>> Begin Record list
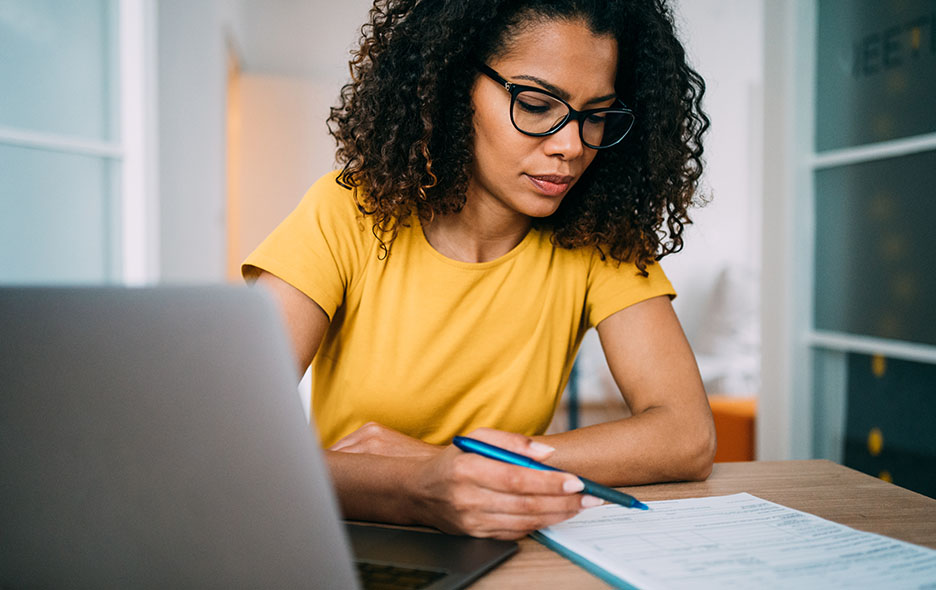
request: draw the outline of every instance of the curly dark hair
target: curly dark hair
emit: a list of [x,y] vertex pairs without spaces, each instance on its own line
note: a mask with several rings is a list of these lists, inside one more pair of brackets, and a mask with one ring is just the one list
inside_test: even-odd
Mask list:
[[382,255],[401,223],[458,212],[472,163],[476,64],[551,20],[583,21],[618,44],[615,91],[636,113],[599,150],[555,213],[534,220],[564,248],[646,265],[683,246],[702,174],[705,83],[686,62],[665,0],[375,0],[331,109],[338,180],[373,217]]

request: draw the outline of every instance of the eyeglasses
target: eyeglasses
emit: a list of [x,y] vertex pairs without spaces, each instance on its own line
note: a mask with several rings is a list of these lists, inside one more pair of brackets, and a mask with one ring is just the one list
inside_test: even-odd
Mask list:
[[613,107],[577,111],[551,92],[505,80],[486,64],[478,64],[478,69],[510,93],[510,121],[525,135],[552,135],[575,119],[582,143],[600,150],[620,143],[634,126],[634,111],[620,100]]

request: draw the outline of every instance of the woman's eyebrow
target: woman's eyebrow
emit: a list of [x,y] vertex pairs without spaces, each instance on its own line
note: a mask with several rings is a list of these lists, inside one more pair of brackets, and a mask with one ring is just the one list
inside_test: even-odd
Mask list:
[[[559,98],[561,98],[562,100],[566,102],[569,102],[569,100],[571,99],[571,96],[569,96],[568,92],[566,92],[562,88],[559,88],[557,86],[554,86],[553,84],[550,84],[549,82],[547,82],[546,80],[543,80],[542,78],[537,78],[536,76],[527,76],[525,74],[514,76],[513,78],[515,80],[529,80],[530,82],[536,82],[537,84],[539,84],[546,90],[552,92],[553,94],[555,94],[556,96],[558,96]],[[593,98],[591,100],[586,101],[585,104],[595,104],[599,102],[604,102],[606,100],[611,100],[612,98],[617,98],[617,94],[612,92],[611,94],[606,94],[605,96],[599,96],[597,98]]]

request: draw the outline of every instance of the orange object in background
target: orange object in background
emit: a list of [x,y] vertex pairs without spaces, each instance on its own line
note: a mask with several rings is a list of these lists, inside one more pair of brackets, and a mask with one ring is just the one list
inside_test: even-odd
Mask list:
[[708,399],[718,437],[715,462],[753,461],[757,398],[710,395]]

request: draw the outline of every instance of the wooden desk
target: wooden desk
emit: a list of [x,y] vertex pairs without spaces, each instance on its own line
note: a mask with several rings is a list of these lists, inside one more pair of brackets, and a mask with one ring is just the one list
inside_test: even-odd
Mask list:
[[[936,549],[936,500],[831,461],[717,463],[698,483],[621,488],[641,500],[672,500],[748,492],[855,529]],[[610,588],[532,539],[520,552],[471,586],[504,588]]]

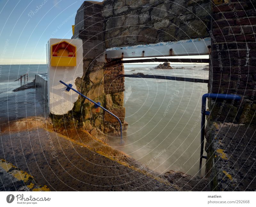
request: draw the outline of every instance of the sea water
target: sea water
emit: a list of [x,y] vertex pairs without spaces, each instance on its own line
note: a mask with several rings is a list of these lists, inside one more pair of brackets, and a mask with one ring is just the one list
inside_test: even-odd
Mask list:
[[[205,63],[150,70],[156,65],[126,64],[125,73],[208,78],[209,71],[203,70],[207,67]],[[159,173],[172,170],[196,174],[202,97],[208,92],[207,84],[129,78],[124,83],[128,123],[125,143],[120,145],[113,137],[108,144]]]
[[[127,64],[124,70],[126,74],[140,72],[207,79],[209,71],[203,70],[205,65],[173,64],[173,70],[151,70],[156,65]],[[35,89],[12,91],[20,86],[20,80],[14,81],[20,75],[28,73],[30,82],[35,75],[47,72],[46,65],[3,65],[1,69],[0,122],[47,116]],[[23,84],[24,78],[22,81]],[[120,145],[120,140],[113,137],[108,139],[108,144],[160,173],[172,170],[196,174],[200,156],[201,100],[207,92],[207,84],[125,78],[125,120],[128,125],[125,143]]]

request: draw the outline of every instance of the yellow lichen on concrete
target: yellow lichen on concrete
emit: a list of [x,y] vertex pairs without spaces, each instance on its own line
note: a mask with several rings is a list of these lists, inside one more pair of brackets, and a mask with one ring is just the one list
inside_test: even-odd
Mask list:
[[[51,130],[49,130],[49,131],[51,131]],[[52,132],[54,132],[53,131],[52,131]],[[127,163],[125,162],[124,162],[123,161],[120,161],[120,160],[119,160],[117,158],[113,157],[113,156],[110,156],[109,155],[107,154],[106,153],[103,152],[102,151],[95,150],[95,149],[94,148],[93,148],[92,147],[90,147],[89,146],[87,145],[86,144],[84,144],[83,143],[81,143],[81,142],[78,142],[72,139],[71,139],[69,137],[68,137],[66,136],[65,136],[61,134],[59,134],[58,135],[58,136],[60,136],[60,137],[61,137],[65,138],[67,140],[69,140],[74,142],[76,144],[79,144],[81,146],[83,146],[83,147],[85,147],[87,148],[87,149],[91,150],[92,151],[93,151],[93,152],[95,152],[96,153],[100,154],[101,155],[103,156],[104,156],[109,159],[110,159],[112,160],[113,161],[115,161],[117,162],[118,163],[126,167],[127,167],[129,168],[130,168],[131,169],[132,169],[134,171],[136,171],[138,172],[143,174],[147,176],[150,177],[151,178],[152,178],[154,179],[158,182],[162,183],[163,184],[165,184],[165,185],[168,186],[171,186],[172,185],[173,187],[174,187],[174,188],[176,188],[177,189],[179,190],[180,189],[178,189],[178,188],[177,186],[172,184],[169,182],[168,181],[164,179],[163,179],[161,178],[160,178],[156,176],[155,175],[153,175],[153,174],[149,173],[148,172],[147,172],[145,170],[141,170],[140,169],[139,169],[137,167],[136,167],[134,166],[130,165],[128,164]],[[126,155],[127,156],[127,155]]]
[[28,185],[27,185],[27,187],[28,188],[29,188],[30,189],[31,189],[33,188],[34,185],[35,185],[34,183],[32,183],[32,182],[31,182],[30,183],[30,184],[29,184]]
[[220,127],[219,127],[219,126],[217,123],[216,123],[216,122],[213,122],[212,124],[214,127],[215,127],[215,128],[216,128],[216,129],[220,129]]
[[33,178],[31,175],[22,170],[13,170],[11,174],[18,180],[23,181],[24,182],[27,182],[30,178]]
[[49,188],[45,185],[40,188],[36,188],[32,190],[32,191],[51,191]]
[[231,175],[230,175],[230,174],[228,174],[225,170],[223,170],[222,172],[223,172],[223,173],[225,174],[225,175],[227,176],[228,178],[228,179],[229,179],[230,180],[232,181],[233,180],[233,178],[232,178],[232,176],[231,176]]
[[8,172],[12,167],[15,168],[16,167],[14,167],[11,163],[6,162],[4,159],[0,159],[0,167]]
[[226,153],[224,152],[224,150],[221,149],[218,149],[216,150],[217,153],[219,153],[220,157],[224,159],[228,159]]

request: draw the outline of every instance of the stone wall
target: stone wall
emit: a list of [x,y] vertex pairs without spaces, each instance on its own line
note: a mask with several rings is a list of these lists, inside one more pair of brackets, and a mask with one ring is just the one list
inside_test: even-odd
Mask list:
[[106,48],[208,37],[211,7],[208,0],[107,0]]
[[240,95],[233,100],[215,101],[209,107],[213,121],[256,123],[256,1],[214,1],[210,80],[212,93]]
[[[106,66],[102,12],[101,3],[96,2],[85,1],[77,11],[72,38],[83,40],[84,58],[80,63],[83,64],[84,75],[75,84],[82,93],[100,103],[124,124],[124,79],[117,77],[123,73],[123,65]],[[84,98],[79,97],[72,114],[77,125],[98,137],[105,139],[107,133],[119,134],[118,121]]]

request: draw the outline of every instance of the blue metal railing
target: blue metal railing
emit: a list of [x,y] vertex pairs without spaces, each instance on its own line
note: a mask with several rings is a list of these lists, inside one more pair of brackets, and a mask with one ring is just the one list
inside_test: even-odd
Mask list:
[[202,108],[201,111],[202,120],[201,120],[201,149],[200,152],[200,163],[199,166],[198,174],[201,174],[201,169],[202,167],[202,160],[203,158],[206,159],[207,157],[203,156],[204,153],[204,141],[205,125],[205,115],[209,115],[211,112],[206,111],[206,101],[207,98],[221,99],[233,99],[235,100],[239,100],[241,99],[240,96],[232,94],[223,94],[221,93],[205,93],[202,97]]
[[93,101],[92,100],[91,100],[88,97],[86,97],[86,96],[85,96],[84,94],[82,94],[82,93],[80,93],[79,91],[77,91],[76,89],[74,89],[74,88],[73,88],[72,87],[72,86],[73,86],[72,85],[72,84],[68,84],[68,85],[67,84],[64,83],[64,82],[63,82],[63,81],[61,81],[61,80],[60,80],[60,83],[61,83],[62,84],[63,84],[63,85],[66,85],[67,86],[67,89],[66,89],[66,91],[70,91],[70,89],[71,89],[71,90],[73,90],[73,91],[75,91],[75,92],[76,92],[76,93],[77,93],[79,94],[80,96],[81,96],[83,97],[84,98],[85,98],[85,99],[86,99],[87,100],[89,100],[91,102],[92,102],[92,103],[93,103],[94,104],[94,107],[95,108],[98,108],[98,107],[100,107],[100,108],[101,108],[103,110],[104,110],[105,111],[106,111],[108,113],[110,114],[111,115],[113,116],[114,116],[114,117],[115,117],[116,119],[117,119],[118,120],[118,121],[119,122],[119,123],[120,124],[120,134],[121,138],[121,143],[122,144],[122,143],[123,143],[123,134],[123,134],[123,133],[122,133],[122,123],[121,122],[121,121],[120,121],[120,120],[119,119],[119,118],[118,118],[117,116],[116,116],[115,115],[111,113],[111,112],[110,112],[109,111],[108,111],[108,110],[107,110],[105,108],[104,108],[103,107],[102,107],[101,106],[100,106],[100,102],[98,102],[98,103],[96,103],[96,102],[95,102],[94,101]]

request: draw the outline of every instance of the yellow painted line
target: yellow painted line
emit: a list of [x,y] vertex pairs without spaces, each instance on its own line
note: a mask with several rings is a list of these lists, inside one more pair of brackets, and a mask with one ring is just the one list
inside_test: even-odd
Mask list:
[[[56,132],[54,132],[53,131],[52,131],[51,130],[47,129],[47,130],[48,131],[49,131],[49,132],[52,132],[52,133],[56,133]],[[86,147],[93,152],[95,152],[98,154],[100,154],[100,155],[102,155],[103,156],[104,156],[104,157],[108,158],[109,159],[110,159],[113,161],[116,162],[119,164],[123,165],[125,167],[128,167],[128,168],[132,169],[132,170],[133,170],[135,171],[137,171],[137,172],[139,172],[139,173],[141,173],[141,174],[145,175],[147,176],[148,177],[150,178],[151,178],[154,179],[156,180],[156,181],[157,181],[159,182],[161,182],[161,183],[164,184],[165,185],[168,185],[168,186],[172,186],[174,188],[178,190],[180,190],[180,188],[179,188],[177,186],[176,186],[176,185],[172,184],[170,182],[166,180],[161,178],[160,178],[158,177],[156,177],[155,175],[154,175],[150,173],[148,173],[148,172],[147,172],[146,171],[145,171],[144,170],[142,170],[133,166],[130,165],[129,164],[128,164],[127,163],[125,162],[120,161],[119,160],[118,160],[116,158],[113,157],[113,156],[109,156],[108,155],[106,154],[104,152],[102,152],[95,150],[95,149],[94,149],[94,148],[93,148],[92,147],[91,147],[89,146],[86,145],[86,144],[85,144],[83,143],[81,143],[80,142],[78,142],[76,141],[76,140],[74,140],[74,139],[72,139],[68,137],[66,137],[66,136],[65,136],[63,135],[58,133],[57,135],[58,137],[62,137],[62,138],[65,139],[67,140],[68,140],[69,141],[71,141],[71,142],[74,143],[75,144],[77,144],[81,146],[82,146],[83,147]]]
[[224,159],[228,159],[227,154],[224,152],[224,150],[218,149],[216,150],[216,152],[219,154],[219,155],[221,158]]
[[227,176],[227,177],[228,177],[228,179],[229,179],[230,180],[232,181],[233,179],[232,178],[232,176],[230,174],[228,174],[225,170],[223,170],[222,172],[223,172],[223,173],[225,174],[225,175]]

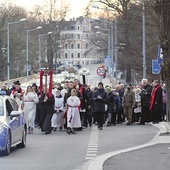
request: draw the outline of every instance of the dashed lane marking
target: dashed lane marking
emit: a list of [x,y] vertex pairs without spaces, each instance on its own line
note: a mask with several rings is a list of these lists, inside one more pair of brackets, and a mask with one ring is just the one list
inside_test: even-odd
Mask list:
[[92,132],[90,135],[85,159],[91,160],[97,156],[98,136],[99,130],[97,129],[97,127],[92,127]]

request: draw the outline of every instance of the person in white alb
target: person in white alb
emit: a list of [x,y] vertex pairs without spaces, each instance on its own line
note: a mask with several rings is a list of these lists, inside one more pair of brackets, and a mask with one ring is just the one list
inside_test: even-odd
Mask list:
[[81,127],[79,106],[80,99],[76,96],[77,91],[75,89],[71,90],[71,96],[67,99],[67,133],[75,134],[75,130]]
[[23,96],[22,107],[28,125],[28,134],[33,133],[34,120],[36,114],[36,104],[39,102],[37,94],[33,91],[32,86],[28,86]]
[[51,119],[51,127],[53,131],[56,131],[57,128],[60,128],[62,130],[62,126],[65,123],[64,120],[64,99],[61,96],[60,90],[56,91],[56,97],[55,97],[55,105],[54,105],[54,114]]

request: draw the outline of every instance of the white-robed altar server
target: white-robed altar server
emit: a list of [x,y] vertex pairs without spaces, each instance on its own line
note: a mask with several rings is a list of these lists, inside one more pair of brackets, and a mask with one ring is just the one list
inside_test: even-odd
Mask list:
[[77,91],[75,89],[71,90],[71,96],[67,99],[67,133],[75,134],[75,130],[81,127],[79,106],[80,99],[76,96]]
[[57,128],[60,128],[62,130],[62,126],[65,123],[64,117],[64,99],[61,96],[60,90],[56,91],[56,97],[55,97],[55,105],[54,105],[54,114],[51,119],[51,127],[53,131],[56,131]]
[[33,92],[32,86],[28,86],[25,95],[23,96],[23,111],[26,117],[28,134],[33,133],[34,120],[36,114],[36,104],[39,102],[39,98],[35,92]]

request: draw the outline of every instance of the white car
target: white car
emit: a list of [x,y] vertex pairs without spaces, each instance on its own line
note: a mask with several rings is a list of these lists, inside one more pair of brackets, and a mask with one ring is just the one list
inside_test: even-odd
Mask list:
[[9,155],[11,147],[26,146],[27,124],[23,111],[6,92],[0,92],[0,155]]
[[53,75],[53,81],[55,83],[63,83],[66,80],[66,76],[62,74]]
>> End Record list
Instruction:
Gather every line of the listing above that contains the string "yellow". Matches are case-sensitive.

Written response:
request: draw the outline of every instance of the yellow lichen on concrete
target: yellow lichen on concrete
request: draw the outline of every instance of the yellow painted line
target: yellow painted line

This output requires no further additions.